### TEXT PROVIDED
*****

Three passages in Scripture contain Jesus’ reminder that if one wishes to be truly great, he must become the servant of all: Matthew 18: 1-4, Mark 9:33-37 and Luke 9: 46-48.

In each account, of apparently the same dialogue about seeking servanthood as true greatness, Christ was speaking to His disciples. They were men. Women aren’t mentioned. He used a trusting child’s conduct as an example of true humility. Mark 9:37: “Whoever receives one such child in my name receives me, and whoever receives me, receives not me but him who sent me.” And in Luke 9:48 He adds, “For he who is least among you all is the one who is great.”

What are the contexts here? Not gender roles. Not family. Not which gender should serve the most in a human way and thus be greatest. Jesus is pointing to Himself. These passages are about Him. And later, from the minor gift of washing His followers’ dirty feet to His earth-shaking, epic death on a cross for the salvation of His people, to be the ultimate sacrifice for our sin — He proved Himself the One Who saves us, changes us, the Servant of all.

This exegesis shows Gothard’s view to be in flagrant error. But unfortunately this is not unusual for him — Gothard has often proved that salvaging Scripture verses and principles, out of context, is certainly not a practice limited to liberals or emergents.

What might have been equally disappointing, though, is that his defenders in the column didn’t even try to prove he was right.

Instead I read some of the same defense mechanisms I’d heard before, such as:

  1. He’s a nice guy.
  2. Have you tried to talk with him personally? (Implied: that is required, before you say anything negative.)
  3. We’ve followed his teachings and we’re doing find (therefore our Anecdote simply surpasses yours).
  4. Various ad hominem attacks against other Gothard critics, either real or perceived.
  5. Gothard uses Bible verses in his teachings; therefore he’s touching Base and shouldn’t be questioned.
  6. (Implied) Hmm, you must be one of those Christians who doesn’t believe in trying to live a holy life.
  7. A derivative of the Gamaliel Game, a frequent (and fatalistic!) defense, based on Acts 5: 33-40, which in essence says “if he’s a bad guy, just ignore him and let God handle it.” Scripture neither condemns nor endorses Gamaliel’s specific advice in that passage, but certainly does elsewhere contradict the notion that Christians should just ignore false teachers!

Part 1 will consist of my response to Anonymous’ second batch of well-written questions. Part 2 will show my response to his/her actual first portion of questions and responses, which had initially been hidden by the site’s spam filter.

Responses to Anonymous

Thanks for stopping by, yet-another-Anonymous. Like most online-only conversations in which I engage, I wish we had the time and ability to add some semblance of relationship as the basis of our interactions, rather than the drive-by-debating common to the internet. Shall we imagine a brief visit between you, and my wife and I, in our living room with coffee or your beverage of choice, as I try to address your concerns?

6. Simply because the author of the article “Taliban Dan…” omits any reference to Bill Gothard teaching about walking in the good works God has created us for or honoring God with our lives does not mean that Bill Gothard (just a sinful, fallible instrument) omits them in his teaching.

*****

### DATA LISTING

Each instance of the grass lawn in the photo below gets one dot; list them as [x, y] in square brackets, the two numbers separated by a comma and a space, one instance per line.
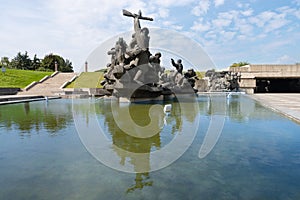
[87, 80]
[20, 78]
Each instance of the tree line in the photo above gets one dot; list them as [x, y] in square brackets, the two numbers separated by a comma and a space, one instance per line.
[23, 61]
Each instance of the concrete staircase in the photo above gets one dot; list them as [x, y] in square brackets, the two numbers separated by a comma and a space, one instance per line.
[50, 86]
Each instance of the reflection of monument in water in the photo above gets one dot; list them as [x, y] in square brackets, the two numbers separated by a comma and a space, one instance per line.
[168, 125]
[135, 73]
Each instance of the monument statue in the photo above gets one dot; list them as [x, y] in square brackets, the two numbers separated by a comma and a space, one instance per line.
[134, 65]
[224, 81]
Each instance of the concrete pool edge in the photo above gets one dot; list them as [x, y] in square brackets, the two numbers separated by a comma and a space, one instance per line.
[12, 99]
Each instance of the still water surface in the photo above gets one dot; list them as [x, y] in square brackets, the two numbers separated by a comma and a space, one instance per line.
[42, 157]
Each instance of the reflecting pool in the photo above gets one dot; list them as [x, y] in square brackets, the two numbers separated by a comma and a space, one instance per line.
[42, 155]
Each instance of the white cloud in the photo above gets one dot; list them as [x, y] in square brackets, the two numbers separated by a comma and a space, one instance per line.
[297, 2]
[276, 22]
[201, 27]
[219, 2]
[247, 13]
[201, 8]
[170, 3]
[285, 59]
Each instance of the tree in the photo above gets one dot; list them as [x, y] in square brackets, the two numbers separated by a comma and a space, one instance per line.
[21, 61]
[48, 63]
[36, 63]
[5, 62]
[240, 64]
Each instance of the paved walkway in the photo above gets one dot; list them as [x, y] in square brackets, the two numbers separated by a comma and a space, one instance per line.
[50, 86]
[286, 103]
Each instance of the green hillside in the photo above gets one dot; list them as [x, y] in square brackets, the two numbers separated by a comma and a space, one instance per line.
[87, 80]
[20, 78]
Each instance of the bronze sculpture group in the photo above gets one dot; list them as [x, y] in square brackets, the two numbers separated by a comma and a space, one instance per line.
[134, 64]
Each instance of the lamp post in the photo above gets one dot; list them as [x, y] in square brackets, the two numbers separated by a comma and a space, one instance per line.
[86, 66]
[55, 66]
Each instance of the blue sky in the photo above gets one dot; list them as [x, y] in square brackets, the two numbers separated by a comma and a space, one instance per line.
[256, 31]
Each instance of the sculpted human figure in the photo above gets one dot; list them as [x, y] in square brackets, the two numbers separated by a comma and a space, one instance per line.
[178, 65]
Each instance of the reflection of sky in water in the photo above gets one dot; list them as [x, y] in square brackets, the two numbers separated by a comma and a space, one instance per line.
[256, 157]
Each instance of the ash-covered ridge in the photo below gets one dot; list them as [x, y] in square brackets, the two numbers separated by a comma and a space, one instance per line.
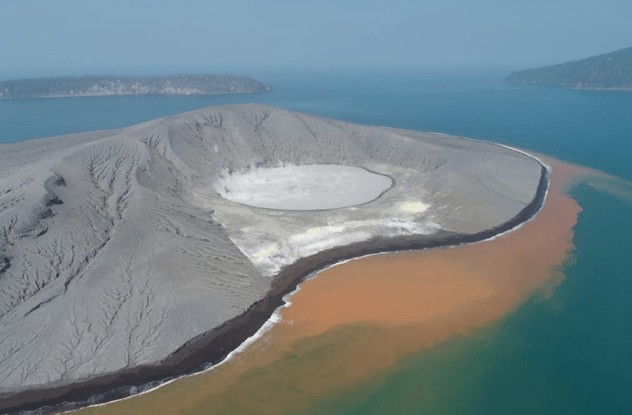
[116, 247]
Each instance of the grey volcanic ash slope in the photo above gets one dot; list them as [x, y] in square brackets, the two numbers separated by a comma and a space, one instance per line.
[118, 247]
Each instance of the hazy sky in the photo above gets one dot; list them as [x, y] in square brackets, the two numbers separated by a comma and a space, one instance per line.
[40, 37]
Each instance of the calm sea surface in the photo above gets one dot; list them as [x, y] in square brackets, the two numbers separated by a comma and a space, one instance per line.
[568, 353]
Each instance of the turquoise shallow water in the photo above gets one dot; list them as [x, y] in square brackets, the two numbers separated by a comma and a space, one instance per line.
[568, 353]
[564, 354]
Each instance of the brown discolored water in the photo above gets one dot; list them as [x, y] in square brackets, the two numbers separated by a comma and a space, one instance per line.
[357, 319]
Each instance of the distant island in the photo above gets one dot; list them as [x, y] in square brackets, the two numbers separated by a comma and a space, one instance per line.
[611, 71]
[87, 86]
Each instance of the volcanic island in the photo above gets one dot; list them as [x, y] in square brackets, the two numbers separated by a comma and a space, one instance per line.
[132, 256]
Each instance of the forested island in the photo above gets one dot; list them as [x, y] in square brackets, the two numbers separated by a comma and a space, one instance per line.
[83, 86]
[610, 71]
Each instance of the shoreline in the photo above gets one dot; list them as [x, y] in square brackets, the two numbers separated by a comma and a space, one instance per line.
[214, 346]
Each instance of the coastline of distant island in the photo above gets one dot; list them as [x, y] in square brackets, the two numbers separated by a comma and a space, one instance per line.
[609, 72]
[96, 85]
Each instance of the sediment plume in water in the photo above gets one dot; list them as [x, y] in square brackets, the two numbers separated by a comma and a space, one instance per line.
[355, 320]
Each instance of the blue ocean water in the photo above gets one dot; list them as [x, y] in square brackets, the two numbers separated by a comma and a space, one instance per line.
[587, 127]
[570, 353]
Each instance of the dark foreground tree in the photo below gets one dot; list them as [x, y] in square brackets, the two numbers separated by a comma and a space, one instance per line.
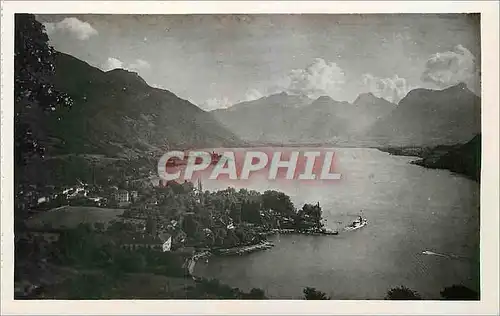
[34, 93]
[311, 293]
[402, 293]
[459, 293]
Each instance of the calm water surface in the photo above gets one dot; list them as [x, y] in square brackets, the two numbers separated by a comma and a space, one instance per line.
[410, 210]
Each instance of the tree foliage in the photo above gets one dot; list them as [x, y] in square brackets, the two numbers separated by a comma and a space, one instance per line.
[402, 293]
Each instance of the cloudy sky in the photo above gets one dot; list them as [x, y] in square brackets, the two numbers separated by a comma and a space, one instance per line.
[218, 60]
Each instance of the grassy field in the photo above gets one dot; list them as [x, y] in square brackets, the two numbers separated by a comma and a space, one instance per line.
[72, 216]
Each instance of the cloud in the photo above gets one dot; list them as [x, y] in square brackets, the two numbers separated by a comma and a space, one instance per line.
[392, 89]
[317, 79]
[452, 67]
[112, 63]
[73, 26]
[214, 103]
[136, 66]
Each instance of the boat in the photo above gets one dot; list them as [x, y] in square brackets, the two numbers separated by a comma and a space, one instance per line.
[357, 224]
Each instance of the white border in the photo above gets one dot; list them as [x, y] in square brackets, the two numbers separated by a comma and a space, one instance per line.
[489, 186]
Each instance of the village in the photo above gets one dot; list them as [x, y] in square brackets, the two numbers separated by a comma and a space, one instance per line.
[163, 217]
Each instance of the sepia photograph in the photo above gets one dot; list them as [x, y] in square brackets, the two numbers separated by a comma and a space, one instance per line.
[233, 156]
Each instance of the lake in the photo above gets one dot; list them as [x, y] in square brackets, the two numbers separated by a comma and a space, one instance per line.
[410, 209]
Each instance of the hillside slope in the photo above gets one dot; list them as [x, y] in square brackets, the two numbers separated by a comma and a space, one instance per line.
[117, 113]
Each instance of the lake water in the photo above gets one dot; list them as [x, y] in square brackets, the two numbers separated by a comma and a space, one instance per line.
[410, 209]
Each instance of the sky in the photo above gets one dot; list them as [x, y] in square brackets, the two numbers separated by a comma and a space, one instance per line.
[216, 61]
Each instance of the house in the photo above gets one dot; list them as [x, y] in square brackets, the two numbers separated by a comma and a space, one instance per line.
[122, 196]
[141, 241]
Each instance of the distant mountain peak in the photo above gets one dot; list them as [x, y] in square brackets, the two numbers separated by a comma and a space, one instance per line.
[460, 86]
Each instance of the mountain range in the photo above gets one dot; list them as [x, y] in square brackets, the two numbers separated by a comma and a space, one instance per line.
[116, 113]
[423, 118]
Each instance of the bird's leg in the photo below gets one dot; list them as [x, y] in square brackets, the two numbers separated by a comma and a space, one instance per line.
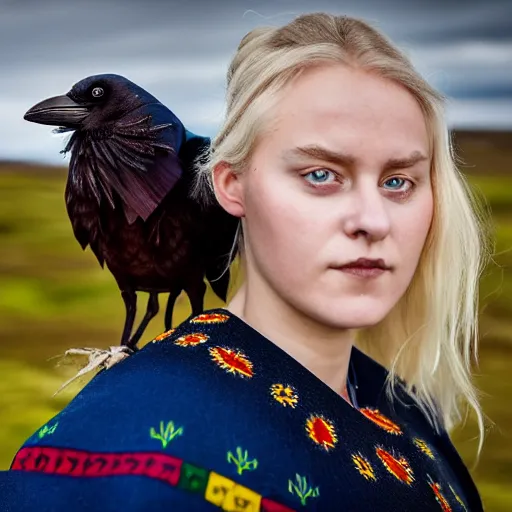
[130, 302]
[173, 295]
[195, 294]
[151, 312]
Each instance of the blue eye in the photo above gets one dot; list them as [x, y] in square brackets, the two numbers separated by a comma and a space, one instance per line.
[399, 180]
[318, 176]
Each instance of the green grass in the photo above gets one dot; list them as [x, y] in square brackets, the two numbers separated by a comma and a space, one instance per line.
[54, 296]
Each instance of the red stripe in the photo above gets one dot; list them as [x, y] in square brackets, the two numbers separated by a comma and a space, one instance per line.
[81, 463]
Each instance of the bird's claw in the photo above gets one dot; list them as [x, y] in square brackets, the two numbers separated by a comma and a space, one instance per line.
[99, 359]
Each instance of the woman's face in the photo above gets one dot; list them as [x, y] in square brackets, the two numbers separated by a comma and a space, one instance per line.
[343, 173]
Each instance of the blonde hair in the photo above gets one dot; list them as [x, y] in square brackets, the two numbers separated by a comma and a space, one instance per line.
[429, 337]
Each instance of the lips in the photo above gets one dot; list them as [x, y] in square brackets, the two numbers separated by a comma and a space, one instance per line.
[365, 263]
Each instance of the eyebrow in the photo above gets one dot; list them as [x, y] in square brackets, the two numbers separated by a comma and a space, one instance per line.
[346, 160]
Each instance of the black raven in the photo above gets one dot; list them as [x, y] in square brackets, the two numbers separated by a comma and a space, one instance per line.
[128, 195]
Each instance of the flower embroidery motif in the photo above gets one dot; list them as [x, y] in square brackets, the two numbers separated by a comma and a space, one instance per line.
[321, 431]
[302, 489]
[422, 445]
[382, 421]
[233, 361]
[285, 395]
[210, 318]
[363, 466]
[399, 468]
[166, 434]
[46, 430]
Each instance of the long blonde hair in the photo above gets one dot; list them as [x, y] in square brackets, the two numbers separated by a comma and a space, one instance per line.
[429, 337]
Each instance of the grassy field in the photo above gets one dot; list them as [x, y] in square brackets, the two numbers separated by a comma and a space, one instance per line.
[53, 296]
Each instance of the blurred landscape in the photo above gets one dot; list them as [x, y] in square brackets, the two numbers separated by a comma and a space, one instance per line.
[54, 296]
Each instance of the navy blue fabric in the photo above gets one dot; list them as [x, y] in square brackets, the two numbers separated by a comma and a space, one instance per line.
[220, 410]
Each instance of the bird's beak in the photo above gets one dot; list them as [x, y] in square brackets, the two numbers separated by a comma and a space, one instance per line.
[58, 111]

*****

### EXERCISES
A. Rewrite the part of the text on Bill Gothard starting at "2. Have you" and ending at "shouldn’t be questioned.", changing "ad hominem" to "personal".
B. Write what comes next in the text on Bill Gothard, picking up after its last sentence.

### RESULTS BY TASK
A.
2. Have you tried to talk with him personally? (Implied: that is required, before you say anything negative.)
  3. We’ve followed his teachings and we’re doing find (therefore our Anecdote simply surpasses yours).
  4. Various personal attacks against other Gothard critics, either real or perceived.
  5. Gothard uses Bible verses in his teachings; therefore he’s touching Base and shouldn’t be questioned.

B.
From my experience with Gothard’s programs, I recall very little Gospel. This error is not unique to Gothard, but to many Christian leaders: they simply assume their followers/disciples will get that Gospel-of-Grace stuff out there somewhere, and can now move on to the “walking in good works” stuff without emphasis in the work Christ accomplished for us.

I don’t share that (often well-intentioned) perspective. A lover of Christ will be doing all he can (knowing God is at work in him — Philippians 2: 12-13) to preach the Gospel to Himself, living in light of what Christ has done and will do, not keeping that in the past and moving on to the supposedly more-important truth of walking in good works. Grace, as Gothard defines it, does include the power to obey God, but that is not the most important definition. Gothard in practice acts as thought it is.

We used the ATI curriculum for 12 years, and chose to get out—not with some personal vendetta against Bill Gothard and the program—but simply because God was leading us to other things—further training for His Kingdom.

Neither do I have a personal vendetta. But those who purport to teach the Bible should be held to high standards. While quoting verses, setting up systems purported to be based on truth, etc., are they applying right hermeneutics? Respecting God the Author of Scripture by reading and understanding it rightly?

The curriculum was full of scripture, and full of teaching about honoring God, His established authorities, and our fellow man.

I’ve shown above how Gothard severely twisted a single Scripture to make it man- (or woman-) centered, instead of echoing the deeper truth Christ was clearly teaching. Unless the reporter was making up that quote, Gothard is guilty of abusing the Word of God, not like a naive “baby Christian” but as a Christian leader.

In saying this, I take what he said at face value: he believes women are the greatest because they “serve” the most. That’s just not Biblical. Jesus was talking not to women, but to His own (male) disciples, saying they should strive to be the servant of all — and He Himself showed them how, and became the Servant of All, exalted over all: men and women.

Gothard is guilty of salvaging other Scriptures to further other goals, and that is wrong, no matter how Biblical those goals might be (such as Opposing Rebellion or Reminded us of Authority). Gothard’s woefully wrong reading of the account of Jesus healing the centurion’s son, for example, is a flagrant violation of how Scripture should be read: emphasizing Christ, as the narrative does, and not simply the Human Authority Structure.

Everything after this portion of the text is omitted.